Reproduce every one of the following lines verbatim and in the same order, keeping all characters, spacing, and tab separators unchanged.

● ● ● ● ●

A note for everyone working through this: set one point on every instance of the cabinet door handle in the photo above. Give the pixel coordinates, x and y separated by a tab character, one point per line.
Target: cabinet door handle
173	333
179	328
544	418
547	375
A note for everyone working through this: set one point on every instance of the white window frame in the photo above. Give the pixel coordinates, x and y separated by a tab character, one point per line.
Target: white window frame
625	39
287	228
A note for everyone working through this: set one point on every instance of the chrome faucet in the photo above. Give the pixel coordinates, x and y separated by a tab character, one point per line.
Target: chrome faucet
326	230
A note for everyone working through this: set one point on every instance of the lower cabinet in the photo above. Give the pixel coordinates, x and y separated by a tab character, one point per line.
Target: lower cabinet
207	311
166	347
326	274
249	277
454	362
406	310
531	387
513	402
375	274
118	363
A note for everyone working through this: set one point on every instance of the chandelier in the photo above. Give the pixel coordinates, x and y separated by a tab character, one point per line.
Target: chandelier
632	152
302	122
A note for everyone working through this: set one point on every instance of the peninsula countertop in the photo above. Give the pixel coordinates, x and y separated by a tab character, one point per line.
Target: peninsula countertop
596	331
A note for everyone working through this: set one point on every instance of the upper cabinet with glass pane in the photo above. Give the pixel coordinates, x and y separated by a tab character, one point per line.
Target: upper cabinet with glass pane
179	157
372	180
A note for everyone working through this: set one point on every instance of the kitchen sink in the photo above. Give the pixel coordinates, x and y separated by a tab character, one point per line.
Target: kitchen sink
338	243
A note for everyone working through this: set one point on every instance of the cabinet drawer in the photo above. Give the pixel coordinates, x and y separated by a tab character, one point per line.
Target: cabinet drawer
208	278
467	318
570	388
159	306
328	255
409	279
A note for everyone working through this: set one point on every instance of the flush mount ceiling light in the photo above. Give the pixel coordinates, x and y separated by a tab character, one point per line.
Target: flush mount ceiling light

● ● ● ● ●

# SOLUTION FOR THIS TASK:
A note for everyone working through this: set one point on every instance of the cabinet door handle in the photo above. Give the pixel coordinates, x and y separated by a tab character, one point per line.
Target: cabinet door handle
173	333
179	328
544	418
547	375
A note for everyone working through this: set one point on every instance of the white window frame in the photo above. Give the pixel coordinates, x and y separated by a tab character, one point per line.
Target: white window frame
625	39
287	228
A note for everyone working through this: set one point on every instance of the chrome faucet in the photo above. Give the pixel coordinates, x and y separated by a tab character, one point per line.
Target: chrome faucet
326	230
A note for everyone working through this: set one point on every instance of the lower cabinet in the photo above. Give the pixel coordinates, x and y separated by a tab character, one point per line.
Target: lower cabinet
207	311
166	347
326	274
249	277
454	362
406	310
531	387
513	402
375	274
118	363
A note for everyone working through this: set one point on every instance of the chandelier in the photo above. Give the pixel coordinates, x and y separated by a tab character, one point per line.
Target: chandelier
632	152
302	122
A note for everyone working through this: set one point on every instance of the peninsula countertop in the photo above. Give the pixel coordinates, x and y separated by a tab character, one point per line.
Target: peninsula countertop
596	331
A note for everyone working through this: set one point on every instance of the upper cabinet with glass pane in the photo above. Give the pixel coordinates, x and y separated by a tab character, one point per line.
Target: upper cabinet with glass pane
179	157
372	180
A note for everyone working through this: set one point on every instance of the kitchen sink in the photo above. Give the pixel coordinates, x and y separated by a tab character, one point per line.
Target: kitchen sink
338	243
A note for everyone working through this: set one point on every instance of the cabinet drawer in the photo above. Give the pixel coordinates, x and y separated by a tab character, one point per line.
Target: cabinet drawer
208	278
467	318
570	388
159	306
328	255
409	279
A note for everyone working through this: set one point on every instance of the flush mount ceiling light in the photo above. Give the pixel coordinates, x and y separated by a tab character, one point per line.
Target: flush mount ceiling light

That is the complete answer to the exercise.